Work required. Locate the line containing "Identify the white seagull" in the data below. Reproduce it and every following line up to the end, exactly as given.
* BEGIN Dataset records *
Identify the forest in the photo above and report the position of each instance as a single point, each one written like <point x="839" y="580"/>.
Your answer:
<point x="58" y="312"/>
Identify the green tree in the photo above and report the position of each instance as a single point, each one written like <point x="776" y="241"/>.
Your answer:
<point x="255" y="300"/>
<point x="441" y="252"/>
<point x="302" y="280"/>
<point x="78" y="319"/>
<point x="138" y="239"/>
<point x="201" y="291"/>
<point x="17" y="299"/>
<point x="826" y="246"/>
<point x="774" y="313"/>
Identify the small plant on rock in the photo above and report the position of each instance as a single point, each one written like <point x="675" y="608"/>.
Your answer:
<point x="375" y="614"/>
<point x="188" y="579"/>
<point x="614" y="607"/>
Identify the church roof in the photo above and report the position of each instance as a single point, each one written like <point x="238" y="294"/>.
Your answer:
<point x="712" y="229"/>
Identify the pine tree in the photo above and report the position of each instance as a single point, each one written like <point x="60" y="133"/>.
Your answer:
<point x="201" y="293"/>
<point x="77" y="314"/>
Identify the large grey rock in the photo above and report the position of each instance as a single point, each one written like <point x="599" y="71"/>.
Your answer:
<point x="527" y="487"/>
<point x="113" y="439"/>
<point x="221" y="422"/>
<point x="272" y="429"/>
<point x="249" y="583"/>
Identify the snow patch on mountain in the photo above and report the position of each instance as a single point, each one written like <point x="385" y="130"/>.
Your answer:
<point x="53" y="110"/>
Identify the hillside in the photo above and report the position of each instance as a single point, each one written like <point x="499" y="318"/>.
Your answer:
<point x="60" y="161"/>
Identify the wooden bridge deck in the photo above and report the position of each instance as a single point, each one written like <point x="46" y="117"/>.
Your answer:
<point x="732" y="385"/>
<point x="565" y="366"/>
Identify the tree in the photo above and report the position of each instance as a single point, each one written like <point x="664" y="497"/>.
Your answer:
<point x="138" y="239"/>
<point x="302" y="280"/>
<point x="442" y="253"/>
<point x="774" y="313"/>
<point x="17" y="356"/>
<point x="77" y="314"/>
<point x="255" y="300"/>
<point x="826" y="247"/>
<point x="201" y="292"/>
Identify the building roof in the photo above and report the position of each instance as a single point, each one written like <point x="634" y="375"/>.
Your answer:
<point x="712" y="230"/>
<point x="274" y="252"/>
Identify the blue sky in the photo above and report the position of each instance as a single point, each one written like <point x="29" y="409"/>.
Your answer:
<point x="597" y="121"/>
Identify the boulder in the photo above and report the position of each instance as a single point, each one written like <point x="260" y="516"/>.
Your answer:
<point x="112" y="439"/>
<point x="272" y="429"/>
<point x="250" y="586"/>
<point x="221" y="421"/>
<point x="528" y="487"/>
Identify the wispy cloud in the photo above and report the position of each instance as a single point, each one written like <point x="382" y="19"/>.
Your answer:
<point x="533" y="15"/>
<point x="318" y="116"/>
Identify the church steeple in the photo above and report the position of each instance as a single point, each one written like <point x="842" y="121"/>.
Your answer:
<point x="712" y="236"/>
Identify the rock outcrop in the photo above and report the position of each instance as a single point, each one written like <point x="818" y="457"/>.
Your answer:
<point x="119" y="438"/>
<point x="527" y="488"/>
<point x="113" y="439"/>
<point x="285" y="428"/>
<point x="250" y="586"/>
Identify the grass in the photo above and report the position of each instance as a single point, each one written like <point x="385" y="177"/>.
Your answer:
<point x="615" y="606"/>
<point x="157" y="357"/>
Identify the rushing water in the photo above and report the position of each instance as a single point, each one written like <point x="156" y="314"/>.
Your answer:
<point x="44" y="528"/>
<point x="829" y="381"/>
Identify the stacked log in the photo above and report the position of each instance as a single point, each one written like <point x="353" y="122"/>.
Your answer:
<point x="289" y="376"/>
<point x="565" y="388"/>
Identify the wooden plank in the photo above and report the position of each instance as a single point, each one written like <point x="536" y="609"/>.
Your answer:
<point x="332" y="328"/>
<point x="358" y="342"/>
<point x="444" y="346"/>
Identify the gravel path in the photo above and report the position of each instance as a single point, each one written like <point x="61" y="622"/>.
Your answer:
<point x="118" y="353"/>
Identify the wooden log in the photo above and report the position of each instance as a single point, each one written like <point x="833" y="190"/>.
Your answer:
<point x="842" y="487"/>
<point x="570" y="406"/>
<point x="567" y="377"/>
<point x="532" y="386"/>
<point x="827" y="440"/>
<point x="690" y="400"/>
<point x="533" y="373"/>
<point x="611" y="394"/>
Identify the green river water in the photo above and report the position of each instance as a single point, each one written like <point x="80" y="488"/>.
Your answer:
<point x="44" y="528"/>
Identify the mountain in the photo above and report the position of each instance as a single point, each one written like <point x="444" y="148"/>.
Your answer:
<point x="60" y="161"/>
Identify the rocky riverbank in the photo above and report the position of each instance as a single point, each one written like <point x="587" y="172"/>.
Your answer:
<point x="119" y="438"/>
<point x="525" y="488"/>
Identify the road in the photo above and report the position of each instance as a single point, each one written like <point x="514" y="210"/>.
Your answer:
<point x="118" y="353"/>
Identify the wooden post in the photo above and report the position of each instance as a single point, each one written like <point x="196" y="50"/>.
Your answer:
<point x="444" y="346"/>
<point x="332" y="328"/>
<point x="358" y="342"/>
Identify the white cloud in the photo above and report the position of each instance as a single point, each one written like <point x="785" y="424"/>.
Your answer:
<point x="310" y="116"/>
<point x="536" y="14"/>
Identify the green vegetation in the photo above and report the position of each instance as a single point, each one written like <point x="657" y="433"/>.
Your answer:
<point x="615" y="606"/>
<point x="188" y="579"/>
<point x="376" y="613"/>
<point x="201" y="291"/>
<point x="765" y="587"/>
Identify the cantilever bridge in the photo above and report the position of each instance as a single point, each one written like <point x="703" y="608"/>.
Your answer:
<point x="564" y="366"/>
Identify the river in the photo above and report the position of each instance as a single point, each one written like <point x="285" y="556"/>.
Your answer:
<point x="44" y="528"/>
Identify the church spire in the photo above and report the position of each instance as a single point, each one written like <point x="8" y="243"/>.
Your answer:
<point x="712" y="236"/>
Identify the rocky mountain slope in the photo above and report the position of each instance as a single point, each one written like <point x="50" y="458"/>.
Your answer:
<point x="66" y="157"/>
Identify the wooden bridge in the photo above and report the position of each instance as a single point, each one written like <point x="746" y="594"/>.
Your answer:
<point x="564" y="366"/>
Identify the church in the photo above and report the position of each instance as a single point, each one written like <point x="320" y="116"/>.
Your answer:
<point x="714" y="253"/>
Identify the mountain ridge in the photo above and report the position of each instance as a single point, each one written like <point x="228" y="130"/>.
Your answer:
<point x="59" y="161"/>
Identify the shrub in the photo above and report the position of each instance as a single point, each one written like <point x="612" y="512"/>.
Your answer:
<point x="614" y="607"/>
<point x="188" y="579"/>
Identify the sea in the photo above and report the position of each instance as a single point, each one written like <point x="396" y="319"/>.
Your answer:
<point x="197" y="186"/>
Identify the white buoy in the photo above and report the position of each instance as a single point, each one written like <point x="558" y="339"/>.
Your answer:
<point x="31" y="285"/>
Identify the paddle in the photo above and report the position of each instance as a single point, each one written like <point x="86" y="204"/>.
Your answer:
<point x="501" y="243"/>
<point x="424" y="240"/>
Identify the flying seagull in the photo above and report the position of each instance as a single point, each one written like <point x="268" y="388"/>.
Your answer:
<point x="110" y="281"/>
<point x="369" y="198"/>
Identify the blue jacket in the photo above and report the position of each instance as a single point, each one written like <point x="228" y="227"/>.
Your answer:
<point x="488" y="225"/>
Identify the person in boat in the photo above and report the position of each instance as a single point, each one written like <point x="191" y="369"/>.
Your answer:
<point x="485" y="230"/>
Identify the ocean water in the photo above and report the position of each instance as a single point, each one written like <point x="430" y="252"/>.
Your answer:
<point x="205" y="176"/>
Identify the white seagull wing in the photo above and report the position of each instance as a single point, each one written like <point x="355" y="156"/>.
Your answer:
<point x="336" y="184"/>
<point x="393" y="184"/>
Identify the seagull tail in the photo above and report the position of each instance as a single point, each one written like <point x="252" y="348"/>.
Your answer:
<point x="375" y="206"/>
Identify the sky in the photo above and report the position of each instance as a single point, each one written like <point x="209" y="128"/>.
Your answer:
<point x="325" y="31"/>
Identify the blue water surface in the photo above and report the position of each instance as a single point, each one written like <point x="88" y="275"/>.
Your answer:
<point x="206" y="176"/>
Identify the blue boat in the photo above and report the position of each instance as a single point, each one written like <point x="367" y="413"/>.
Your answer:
* END Dataset records *
The answer.
Identify the white seagull wing in the photo above and report the position of each instance as a single point, each one written like <point x="355" y="156"/>.
Your answer:
<point x="336" y="184"/>
<point x="393" y="184"/>
Identify the seagull tail in the photo above and report the position of each instance as a single point, each one written like <point x="252" y="348"/>.
Your answer:
<point x="375" y="206"/>
Identify the sky in the photo above and report the position of each instance as a single point, each one written like <point x="209" y="128"/>.
Your answer:
<point x="325" y="31"/>
Identify the blue water surface in the photo above and report the position of each instance as a single point, each one written like <point x="88" y="275"/>.
Your answer:
<point x="206" y="176"/>
Identify the blue boat in the photo above and report the position of each instance as a single point, each one written like <point x="367" y="413"/>.
Your answer:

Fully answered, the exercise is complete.